**Your instructions:** The entries are to be given again in full. Every word must match.

**Items listed in a dataset:**
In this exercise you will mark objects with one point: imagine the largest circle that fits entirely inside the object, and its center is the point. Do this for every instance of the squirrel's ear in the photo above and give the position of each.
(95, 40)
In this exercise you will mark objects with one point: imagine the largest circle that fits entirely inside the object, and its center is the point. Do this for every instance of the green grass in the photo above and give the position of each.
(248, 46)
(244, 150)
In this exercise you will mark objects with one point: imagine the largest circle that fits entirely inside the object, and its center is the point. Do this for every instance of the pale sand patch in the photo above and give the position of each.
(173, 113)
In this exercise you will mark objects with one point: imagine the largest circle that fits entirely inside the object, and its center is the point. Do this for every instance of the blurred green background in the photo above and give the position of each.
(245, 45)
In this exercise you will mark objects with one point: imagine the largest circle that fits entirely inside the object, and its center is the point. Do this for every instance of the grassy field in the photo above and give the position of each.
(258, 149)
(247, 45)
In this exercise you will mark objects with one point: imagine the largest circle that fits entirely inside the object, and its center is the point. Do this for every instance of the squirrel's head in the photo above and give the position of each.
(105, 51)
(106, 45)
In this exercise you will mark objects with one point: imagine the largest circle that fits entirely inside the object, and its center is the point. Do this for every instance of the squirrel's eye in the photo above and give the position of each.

**Problem solution:**
In this exercise you will mark objects with one point: imagine the largest circle that fits entirely inside the object, and its center is the point. Do this for every instance of the squirrel's ear in the photo above and give the position of each.
(95, 40)
In this exercise you will mark objects with one point: imagine the largest circle that fits entirely inside the object, and its center is the point. Do this for every instance of the green grass in the photo above and give the position of each.
(248, 46)
(244, 150)
In this exercise you will mark objects with one point: imagine the largest circle that fits entirely inside the object, and its center is the point. Do this for every instance of the pale sand patch in the photo above and give the position of each.
(173, 113)
In this exercise you will mark objects with one point: imagine the largest circle that fits entirely inside the object, and its center is the point. Do this for every instance of the blurred green background in the photo above and give the position of each.
(245, 45)
In this exercise you will mark objects with one point: imagine the largest circle that fits entirely inside the object, and its center is the point. Do this for every instance of the grassy field in the photo above and give the position of each.
(258, 149)
(247, 45)
In this exercise you will mark objects with one point: imagine the largest circle that fits entirely inside the object, and its center is the point. Do this for every instance of the squirrel's head in the photo above and give the position of each.
(105, 51)
(106, 45)
In this exercise you will mark objects with one point: imagine the largest circle that fits entirely inside the object, and its center is the point. Do this for every instance of the squirrel's eye in the photo above and give the position of each.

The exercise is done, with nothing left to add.